EXERCISE INSTRUCTIONS:
a - Copy everything from "Each spring, I" down to "for the rain?)." in the cucumber passage below.
b - Answer these questions from the cucumber passage below:
(i) What does the writer plant each spring?
(ii) In what place does the writer endure humid summers?
(iii) How long did Jay spend weeding the garden patch last Sunday?
c - Go on with the cucumber passage below, starting right after its final sentence.

READING PASSAGE:
--- --- ---
Cucumber. Now here’s a vegetable that knows how to give and give and give for very little in return.
Each spring, I plant a cucumber vine because there’s nothing as potent as a fresh, cooling, absolutely refreshing slice of cucumber to beat the humid summer blues we endure in D.C. Each year, it rewards me with armfuls of cucumber despite my confirmed lack of gardening skills (Desi will swear to it) and my absolute reluctance to water anything that grows in the ground (isn’t it a job for the rain?).
Jay, on the other hand, is fascinated with gardening and watching things grow. He also loves cucumbers and last Sunday he spent an hour getting every weed out of the garden patch after I planted a horror story in his gullible little head about how the weeds were going to smother the cucumbers and stop them from growing (now is that smart parenting, or what!). Every time he sees a cucumber that has grown big enough to actually look like one, he starts hounding me on whether he can pick it and eat it. He’d happily eat cucumbers for breakfast, lunch and dinner, that one.
--- --- ---
(Saved entries)

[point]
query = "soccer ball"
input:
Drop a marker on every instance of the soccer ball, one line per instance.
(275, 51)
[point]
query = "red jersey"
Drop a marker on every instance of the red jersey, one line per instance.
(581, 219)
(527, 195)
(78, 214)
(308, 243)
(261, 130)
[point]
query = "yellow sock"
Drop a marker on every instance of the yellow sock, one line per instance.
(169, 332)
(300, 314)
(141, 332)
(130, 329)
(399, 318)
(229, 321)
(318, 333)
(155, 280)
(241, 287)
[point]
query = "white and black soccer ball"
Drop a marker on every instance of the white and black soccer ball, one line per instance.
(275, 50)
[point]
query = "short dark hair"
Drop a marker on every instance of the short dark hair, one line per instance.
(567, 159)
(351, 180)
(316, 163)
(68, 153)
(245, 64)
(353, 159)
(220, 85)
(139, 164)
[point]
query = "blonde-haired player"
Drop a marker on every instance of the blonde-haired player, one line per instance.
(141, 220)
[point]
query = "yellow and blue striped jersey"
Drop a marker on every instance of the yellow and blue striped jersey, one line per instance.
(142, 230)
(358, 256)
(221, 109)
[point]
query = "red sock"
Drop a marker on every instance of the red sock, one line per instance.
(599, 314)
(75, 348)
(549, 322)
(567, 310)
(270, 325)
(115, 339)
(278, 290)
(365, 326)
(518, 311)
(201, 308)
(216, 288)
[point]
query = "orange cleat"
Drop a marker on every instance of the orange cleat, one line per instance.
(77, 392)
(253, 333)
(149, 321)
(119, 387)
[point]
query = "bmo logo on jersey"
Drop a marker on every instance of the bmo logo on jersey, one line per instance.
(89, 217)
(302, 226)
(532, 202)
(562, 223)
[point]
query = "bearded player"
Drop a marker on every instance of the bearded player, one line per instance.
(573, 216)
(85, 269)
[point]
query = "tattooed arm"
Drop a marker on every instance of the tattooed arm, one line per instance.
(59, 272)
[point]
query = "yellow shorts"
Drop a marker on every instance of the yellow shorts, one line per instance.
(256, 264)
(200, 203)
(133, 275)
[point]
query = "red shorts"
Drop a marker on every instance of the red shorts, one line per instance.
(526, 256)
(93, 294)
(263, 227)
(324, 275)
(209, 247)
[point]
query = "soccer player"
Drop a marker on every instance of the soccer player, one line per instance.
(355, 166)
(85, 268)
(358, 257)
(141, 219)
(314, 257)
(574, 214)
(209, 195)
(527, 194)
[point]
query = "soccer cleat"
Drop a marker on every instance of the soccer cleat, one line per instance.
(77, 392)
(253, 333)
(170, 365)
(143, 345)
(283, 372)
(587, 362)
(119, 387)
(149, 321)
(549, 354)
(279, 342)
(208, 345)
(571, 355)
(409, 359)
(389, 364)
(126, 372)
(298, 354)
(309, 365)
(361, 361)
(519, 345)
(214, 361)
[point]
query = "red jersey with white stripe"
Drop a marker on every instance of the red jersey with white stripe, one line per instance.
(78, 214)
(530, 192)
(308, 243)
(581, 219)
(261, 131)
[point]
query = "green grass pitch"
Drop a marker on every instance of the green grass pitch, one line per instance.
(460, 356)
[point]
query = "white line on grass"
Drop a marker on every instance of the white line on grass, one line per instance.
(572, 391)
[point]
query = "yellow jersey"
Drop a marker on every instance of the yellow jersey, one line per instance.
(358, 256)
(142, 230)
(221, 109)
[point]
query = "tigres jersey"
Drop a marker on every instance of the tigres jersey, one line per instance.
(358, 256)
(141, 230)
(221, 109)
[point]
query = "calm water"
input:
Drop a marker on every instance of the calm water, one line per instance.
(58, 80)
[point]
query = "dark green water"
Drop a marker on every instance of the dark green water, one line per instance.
--- --- ---
RESULTS BY TASK:
a -
Each spring, I plant a cucumber vine because there’s nothing as potent as a fresh, cooling, absolutely refreshing slice of cucumber to beat the humid summer blues we endure in D.C. Each year, it rewards me with armfuls of cucumber despite my confirmed lack of gardening skills (Desi will swear to it) and my absolute reluctance to water anything that grows in the ground (isn’t it a job for the rain?).

b -
(i) A cucumber vine.
(ii) D.C.
(iii) An hour.

c -
Yesterday, I managed to sneak a cucumber past Jay to make these, some of my favorite summer treats: Cucumber Pancakes.
You will rarely find cucumbers in Indian restaurant food, outside of Cucumber Raita, but there are ways and ways that people across India use this vegetable. More often than not it is cooked, which seems rather counter-intuitive because cucumbers are so darn good just fresh and raw. But the cooked recipes are superb too and well worth trying.
Cucumber Pancakes are a rather traditional food in the Konkan region of India, where my father comes from, and they are usually made with rice flour, cucumbers, and a few spices. But in this recipe I have for you today I veered slightly away from tradition to make the pancakes healthier and — if possible — tastier. I used a mix of rice and chickpea flours to balance the proteins, and I added another favorite garden find that screams summer: mint. Mint and cucumbers are an absolutely dazzling — and natural — flavor combination, and in these pancakes they are spectacular together.
The cucumbers cook just slightly in the heat from the skillet, so they retain their freshness and flavor, but soften up just enough to perfectly complement the crispy pancakes. You can make these pancakes completely fat-free: just use an oil spray to coat the skillet. If you do decide to use oil, all you have to do is brush some lightly on the skillet.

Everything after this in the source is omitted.